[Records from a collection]
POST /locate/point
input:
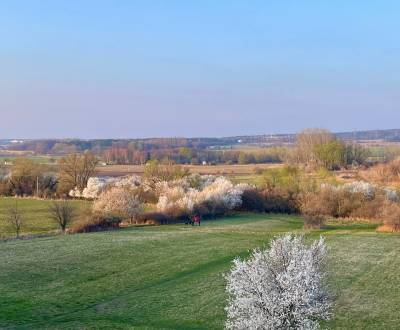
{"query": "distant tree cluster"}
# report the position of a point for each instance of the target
(320, 148)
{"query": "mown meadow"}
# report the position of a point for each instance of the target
(35, 216)
(171, 277)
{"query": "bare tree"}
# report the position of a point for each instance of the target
(62, 212)
(307, 140)
(14, 218)
(75, 170)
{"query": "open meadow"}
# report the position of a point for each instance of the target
(35, 216)
(171, 277)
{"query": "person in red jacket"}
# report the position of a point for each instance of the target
(196, 220)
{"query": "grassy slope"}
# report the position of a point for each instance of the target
(171, 277)
(35, 215)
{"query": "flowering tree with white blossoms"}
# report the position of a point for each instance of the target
(280, 287)
(218, 191)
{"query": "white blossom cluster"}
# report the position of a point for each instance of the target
(217, 190)
(279, 288)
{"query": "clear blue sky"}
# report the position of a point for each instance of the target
(97, 69)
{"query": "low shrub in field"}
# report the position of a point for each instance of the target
(253, 201)
(280, 200)
(314, 210)
(370, 208)
(391, 217)
(91, 222)
(279, 288)
(120, 201)
(154, 218)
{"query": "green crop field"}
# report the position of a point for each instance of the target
(35, 216)
(171, 277)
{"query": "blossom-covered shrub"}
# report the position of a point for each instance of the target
(219, 193)
(279, 288)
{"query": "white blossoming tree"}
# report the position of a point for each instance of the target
(280, 287)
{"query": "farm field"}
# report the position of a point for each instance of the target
(35, 213)
(171, 277)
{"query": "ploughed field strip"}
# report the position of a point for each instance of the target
(171, 277)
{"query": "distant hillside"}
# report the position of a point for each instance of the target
(64, 146)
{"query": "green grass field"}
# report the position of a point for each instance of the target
(35, 216)
(171, 277)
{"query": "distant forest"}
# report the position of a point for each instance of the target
(227, 150)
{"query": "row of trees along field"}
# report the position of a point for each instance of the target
(29, 178)
(314, 148)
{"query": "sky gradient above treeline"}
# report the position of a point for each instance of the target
(126, 69)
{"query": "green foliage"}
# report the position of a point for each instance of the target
(171, 277)
(35, 213)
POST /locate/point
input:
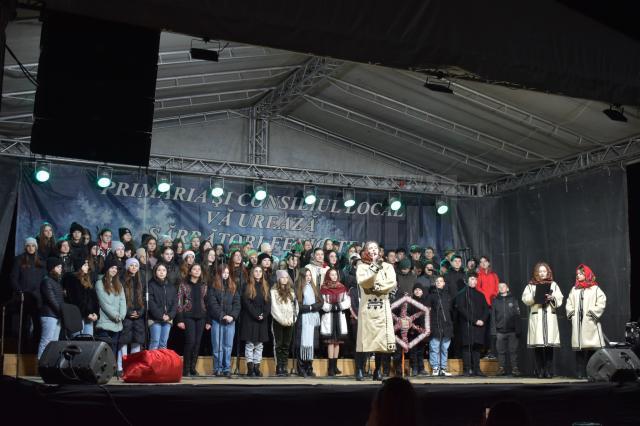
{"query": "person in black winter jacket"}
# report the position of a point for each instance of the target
(473, 313)
(192, 316)
(27, 273)
(133, 325)
(254, 329)
(440, 302)
(80, 290)
(163, 303)
(52, 296)
(506, 326)
(223, 307)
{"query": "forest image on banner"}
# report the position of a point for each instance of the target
(133, 201)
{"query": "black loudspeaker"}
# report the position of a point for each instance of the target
(96, 89)
(77, 362)
(613, 365)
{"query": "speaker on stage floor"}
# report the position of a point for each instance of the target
(77, 362)
(613, 365)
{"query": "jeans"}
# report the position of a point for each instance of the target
(221, 344)
(253, 352)
(438, 352)
(50, 332)
(159, 335)
(507, 342)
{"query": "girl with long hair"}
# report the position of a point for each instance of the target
(223, 306)
(133, 327)
(543, 296)
(284, 311)
(307, 334)
(256, 308)
(192, 317)
(333, 324)
(113, 305)
(163, 300)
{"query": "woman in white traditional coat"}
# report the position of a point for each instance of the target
(585, 305)
(376, 280)
(543, 297)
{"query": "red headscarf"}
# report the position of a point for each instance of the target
(589, 277)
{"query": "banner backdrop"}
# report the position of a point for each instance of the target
(188, 208)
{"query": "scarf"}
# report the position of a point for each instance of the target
(589, 277)
(310, 321)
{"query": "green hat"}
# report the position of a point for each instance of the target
(404, 264)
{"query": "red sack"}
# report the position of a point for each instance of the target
(157, 366)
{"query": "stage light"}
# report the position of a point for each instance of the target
(103, 176)
(442, 207)
(42, 171)
(163, 181)
(394, 201)
(615, 112)
(349, 197)
(309, 194)
(259, 190)
(216, 184)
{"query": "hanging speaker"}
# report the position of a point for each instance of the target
(73, 361)
(613, 365)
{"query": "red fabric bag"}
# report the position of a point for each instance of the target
(157, 366)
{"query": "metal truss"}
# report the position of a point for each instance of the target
(412, 138)
(344, 142)
(521, 116)
(208, 98)
(301, 81)
(19, 148)
(437, 121)
(618, 152)
(258, 152)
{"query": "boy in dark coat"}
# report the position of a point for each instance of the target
(473, 313)
(506, 326)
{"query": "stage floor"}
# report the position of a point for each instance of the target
(315, 401)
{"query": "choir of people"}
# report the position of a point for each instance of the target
(314, 298)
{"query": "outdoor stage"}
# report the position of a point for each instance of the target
(318, 401)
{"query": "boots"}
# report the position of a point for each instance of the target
(194, 362)
(331, 371)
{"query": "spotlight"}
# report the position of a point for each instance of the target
(394, 201)
(42, 171)
(163, 181)
(349, 197)
(103, 177)
(615, 112)
(259, 190)
(217, 186)
(309, 194)
(442, 207)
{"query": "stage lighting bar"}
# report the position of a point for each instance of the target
(216, 184)
(42, 172)
(163, 181)
(349, 197)
(394, 201)
(259, 190)
(310, 194)
(104, 176)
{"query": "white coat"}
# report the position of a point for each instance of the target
(375, 323)
(543, 321)
(584, 309)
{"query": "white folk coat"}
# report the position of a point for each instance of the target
(375, 323)
(543, 321)
(586, 330)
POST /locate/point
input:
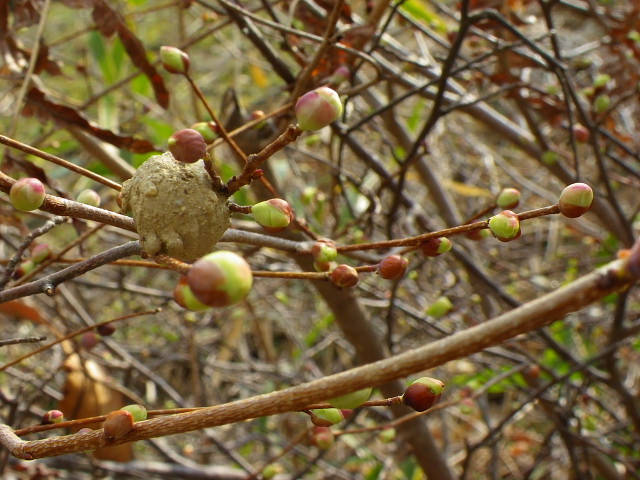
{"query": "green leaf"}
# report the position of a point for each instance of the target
(422, 12)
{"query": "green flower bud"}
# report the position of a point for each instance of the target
(184, 297)
(89, 197)
(220, 279)
(433, 247)
(505, 226)
(351, 400)
(575, 200)
(318, 108)
(27, 194)
(387, 435)
(423, 394)
(325, 417)
(138, 411)
(508, 198)
(174, 60)
(274, 215)
(602, 103)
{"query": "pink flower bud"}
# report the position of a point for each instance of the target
(392, 267)
(318, 108)
(187, 146)
(220, 279)
(423, 394)
(27, 194)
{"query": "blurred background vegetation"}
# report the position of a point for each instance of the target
(448, 103)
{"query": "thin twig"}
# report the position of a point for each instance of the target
(48, 284)
(14, 341)
(613, 277)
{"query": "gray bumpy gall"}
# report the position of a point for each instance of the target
(175, 208)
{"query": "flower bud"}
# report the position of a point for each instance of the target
(508, 198)
(184, 297)
(323, 438)
(575, 200)
(324, 251)
(118, 424)
(27, 194)
(318, 108)
(340, 75)
(505, 226)
(220, 279)
(274, 215)
(440, 307)
(40, 252)
(52, 416)
(602, 103)
(433, 247)
(138, 412)
(392, 267)
(271, 470)
(351, 400)
(89, 197)
(174, 60)
(387, 435)
(344, 276)
(208, 130)
(325, 417)
(187, 146)
(423, 394)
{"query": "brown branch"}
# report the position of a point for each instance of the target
(615, 276)
(48, 284)
(254, 161)
(10, 142)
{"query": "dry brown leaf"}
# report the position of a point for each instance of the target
(87, 394)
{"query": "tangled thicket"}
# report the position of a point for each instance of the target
(447, 104)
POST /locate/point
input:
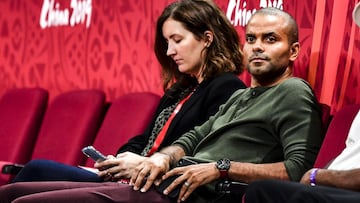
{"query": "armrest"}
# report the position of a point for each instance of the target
(233, 187)
(10, 168)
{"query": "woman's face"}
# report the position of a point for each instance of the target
(184, 48)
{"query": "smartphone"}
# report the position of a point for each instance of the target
(91, 152)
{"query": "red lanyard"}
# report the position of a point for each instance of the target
(163, 131)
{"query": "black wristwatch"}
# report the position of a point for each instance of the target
(223, 165)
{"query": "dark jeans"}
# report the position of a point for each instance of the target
(46, 170)
(76, 192)
(282, 191)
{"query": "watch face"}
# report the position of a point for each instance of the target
(223, 164)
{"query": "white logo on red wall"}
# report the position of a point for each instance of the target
(238, 13)
(78, 13)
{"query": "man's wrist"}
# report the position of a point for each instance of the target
(312, 177)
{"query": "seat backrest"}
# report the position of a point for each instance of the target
(336, 134)
(126, 117)
(326, 115)
(21, 114)
(70, 123)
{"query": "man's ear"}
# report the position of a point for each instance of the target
(294, 51)
(209, 36)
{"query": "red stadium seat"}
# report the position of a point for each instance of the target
(334, 141)
(70, 123)
(21, 114)
(126, 117)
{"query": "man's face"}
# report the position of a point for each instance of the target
(266, 49)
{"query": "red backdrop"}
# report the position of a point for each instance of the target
(63, 45)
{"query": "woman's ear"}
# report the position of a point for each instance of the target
(209, 36)
(294, 51)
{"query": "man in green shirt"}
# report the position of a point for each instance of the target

◆ **Problem requirements**:
The answer is a number only: how many lines of the data above include "black"?

◆ **Finished task**:
3